(REQUIRED ACTIONS):
[1] Who heads the Stem Cell Network, according to the text on making blood from skin?
[2] Pick up the text on making blood from skin where its last sentence ends and continue it.

The discovery opens the door to creating healthy blood from a measly patch of skin. For leukemia sufferers unable to find a bone-marrow donor and other patients the novelty could one day prove life saving. “This work from Mick Bhatia’s laboratory represents a very important, if not a seminal, contribution,” said Dr. Michael Rudnicki, head of the Stem Cell Network.

“When I read the paper, I went, ‘Wow, far out.’” Scientists in Japan managed to get a type of stem cell from skin in groundbreaking work unveiled three years ago. Stem cells are famous for their ability to change into any other type of human cell, holding out the promise of fixing diseased or damaged parts of the body, from injured spinal cords to ill hearts and diabetic pancreases. Dr. Bhatia’s discovery appears to go a major step further than that research, eliminating the middle stage of creating those induced pluripotent stem (iPS) cells, and directly reprogramming skin into other types of cell.

(Stored items)
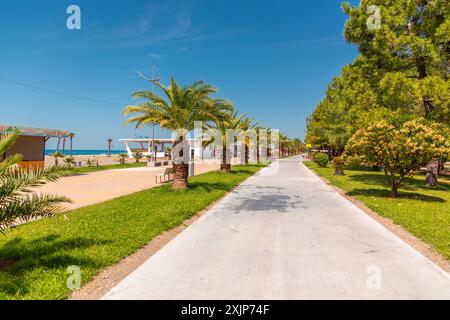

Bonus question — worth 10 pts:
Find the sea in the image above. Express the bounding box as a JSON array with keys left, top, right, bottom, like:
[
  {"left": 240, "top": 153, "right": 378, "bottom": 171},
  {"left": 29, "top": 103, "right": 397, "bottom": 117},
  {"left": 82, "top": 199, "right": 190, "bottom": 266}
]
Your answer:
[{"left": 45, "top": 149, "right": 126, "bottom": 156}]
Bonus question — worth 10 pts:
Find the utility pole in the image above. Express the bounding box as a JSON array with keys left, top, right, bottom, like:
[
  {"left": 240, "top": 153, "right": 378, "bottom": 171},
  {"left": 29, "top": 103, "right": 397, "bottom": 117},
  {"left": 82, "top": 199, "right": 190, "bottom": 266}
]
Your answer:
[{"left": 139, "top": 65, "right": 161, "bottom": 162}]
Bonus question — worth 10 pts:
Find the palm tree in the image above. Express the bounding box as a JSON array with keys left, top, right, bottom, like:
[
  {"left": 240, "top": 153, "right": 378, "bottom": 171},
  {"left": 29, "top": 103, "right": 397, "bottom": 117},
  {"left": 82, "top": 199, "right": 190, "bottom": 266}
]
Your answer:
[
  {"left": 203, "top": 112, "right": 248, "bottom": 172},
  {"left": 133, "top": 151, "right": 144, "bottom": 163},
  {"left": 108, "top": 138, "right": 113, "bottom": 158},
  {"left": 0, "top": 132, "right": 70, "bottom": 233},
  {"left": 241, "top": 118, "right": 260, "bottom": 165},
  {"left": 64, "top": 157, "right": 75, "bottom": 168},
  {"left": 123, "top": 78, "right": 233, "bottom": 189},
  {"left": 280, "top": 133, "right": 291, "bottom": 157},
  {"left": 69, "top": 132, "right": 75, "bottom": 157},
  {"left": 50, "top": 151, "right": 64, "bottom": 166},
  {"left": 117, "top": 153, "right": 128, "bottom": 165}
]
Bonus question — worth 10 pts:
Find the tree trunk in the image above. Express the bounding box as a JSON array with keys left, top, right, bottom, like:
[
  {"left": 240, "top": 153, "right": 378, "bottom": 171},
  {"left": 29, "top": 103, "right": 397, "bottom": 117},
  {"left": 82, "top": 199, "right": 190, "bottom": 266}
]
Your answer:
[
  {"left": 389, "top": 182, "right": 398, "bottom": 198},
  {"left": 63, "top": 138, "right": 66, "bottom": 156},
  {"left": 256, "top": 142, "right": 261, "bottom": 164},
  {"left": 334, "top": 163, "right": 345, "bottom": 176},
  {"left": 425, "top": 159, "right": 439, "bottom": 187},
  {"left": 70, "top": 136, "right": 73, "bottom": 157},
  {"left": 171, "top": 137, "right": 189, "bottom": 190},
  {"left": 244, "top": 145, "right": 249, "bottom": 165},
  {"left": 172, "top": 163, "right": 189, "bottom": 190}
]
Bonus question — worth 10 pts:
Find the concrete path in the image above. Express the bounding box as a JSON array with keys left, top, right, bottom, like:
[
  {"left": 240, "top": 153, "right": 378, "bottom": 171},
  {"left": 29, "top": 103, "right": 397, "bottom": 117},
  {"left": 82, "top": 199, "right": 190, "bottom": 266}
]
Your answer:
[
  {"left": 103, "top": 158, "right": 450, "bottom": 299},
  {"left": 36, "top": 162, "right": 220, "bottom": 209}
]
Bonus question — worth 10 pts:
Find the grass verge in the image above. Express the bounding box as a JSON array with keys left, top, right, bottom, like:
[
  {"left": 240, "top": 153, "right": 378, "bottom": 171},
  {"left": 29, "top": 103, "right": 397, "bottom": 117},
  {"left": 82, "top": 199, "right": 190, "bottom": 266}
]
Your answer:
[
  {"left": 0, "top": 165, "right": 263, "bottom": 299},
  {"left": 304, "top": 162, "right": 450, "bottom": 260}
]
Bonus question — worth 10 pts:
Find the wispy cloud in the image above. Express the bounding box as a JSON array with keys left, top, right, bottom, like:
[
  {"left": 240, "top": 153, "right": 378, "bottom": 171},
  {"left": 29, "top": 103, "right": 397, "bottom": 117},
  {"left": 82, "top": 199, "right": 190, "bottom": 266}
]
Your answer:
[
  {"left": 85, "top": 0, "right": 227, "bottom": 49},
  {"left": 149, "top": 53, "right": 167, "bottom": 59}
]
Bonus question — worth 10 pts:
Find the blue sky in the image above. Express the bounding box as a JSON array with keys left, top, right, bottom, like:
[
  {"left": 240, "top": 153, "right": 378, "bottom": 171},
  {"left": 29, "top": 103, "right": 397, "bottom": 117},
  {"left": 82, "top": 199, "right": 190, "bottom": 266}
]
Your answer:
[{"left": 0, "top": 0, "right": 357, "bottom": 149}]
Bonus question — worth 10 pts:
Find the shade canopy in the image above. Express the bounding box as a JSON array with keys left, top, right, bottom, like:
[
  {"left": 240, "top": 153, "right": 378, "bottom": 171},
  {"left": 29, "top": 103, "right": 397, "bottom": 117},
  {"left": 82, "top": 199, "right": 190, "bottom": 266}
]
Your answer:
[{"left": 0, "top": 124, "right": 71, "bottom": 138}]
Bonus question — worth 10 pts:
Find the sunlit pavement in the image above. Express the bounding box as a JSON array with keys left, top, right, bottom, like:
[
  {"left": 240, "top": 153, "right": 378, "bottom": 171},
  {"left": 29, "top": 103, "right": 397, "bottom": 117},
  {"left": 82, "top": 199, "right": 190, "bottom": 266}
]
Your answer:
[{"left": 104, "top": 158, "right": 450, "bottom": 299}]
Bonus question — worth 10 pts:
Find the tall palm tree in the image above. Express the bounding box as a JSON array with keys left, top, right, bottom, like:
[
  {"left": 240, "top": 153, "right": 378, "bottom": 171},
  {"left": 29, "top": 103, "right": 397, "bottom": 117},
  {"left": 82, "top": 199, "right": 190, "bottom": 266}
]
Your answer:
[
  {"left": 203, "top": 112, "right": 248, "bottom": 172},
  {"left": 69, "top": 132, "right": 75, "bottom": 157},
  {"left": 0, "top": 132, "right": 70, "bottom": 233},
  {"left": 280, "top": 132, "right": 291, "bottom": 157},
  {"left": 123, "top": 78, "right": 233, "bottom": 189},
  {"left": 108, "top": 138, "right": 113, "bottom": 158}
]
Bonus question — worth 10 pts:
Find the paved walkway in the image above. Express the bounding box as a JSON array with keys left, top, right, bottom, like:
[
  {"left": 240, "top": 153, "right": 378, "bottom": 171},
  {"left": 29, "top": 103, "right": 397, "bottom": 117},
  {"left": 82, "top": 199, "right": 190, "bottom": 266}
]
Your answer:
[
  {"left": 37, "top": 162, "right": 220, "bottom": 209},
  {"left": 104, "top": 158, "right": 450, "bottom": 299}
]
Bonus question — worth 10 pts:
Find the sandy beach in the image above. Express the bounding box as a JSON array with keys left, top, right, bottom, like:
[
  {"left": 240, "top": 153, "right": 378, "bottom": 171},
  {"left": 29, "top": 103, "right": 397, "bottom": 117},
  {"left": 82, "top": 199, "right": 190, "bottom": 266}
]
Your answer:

(TASK RESULTS):
[1] Dr. Michael Rudnicki.

[2]
“One of the most important things is, you’re actually making the right cells,” said Dr. Bhatia. More fundamentally, the findings propose that even cells that have differentiated into a particular type be it skin, heart or liver are not frozen in that state and can be directly reprogrammed to do other things, much like stem cells themselves, experts say. “It really underscores that the committed cell state is not so definite. We can modulate that and make a cell step sideways into any particular state we want,” said Dr. Rudnicki. “Everything gets turned upside down.”

And the process was not overly complex, said Dr. Cynthia Dunbar of the U.S. National Heart, Lung and Blood Instiute. “If it’s that simple, it’s really interesting: that a single transcription factor, a single molecular signal in the cell, is able to make that big a difference.” “Instead of … taking an observation and ignoring it, thinking it’s an anomaly, you can try to repeat it,” said Dr. Bhatia. “When you can repeat it, creating round (blood) cells, you start to take it seriously.”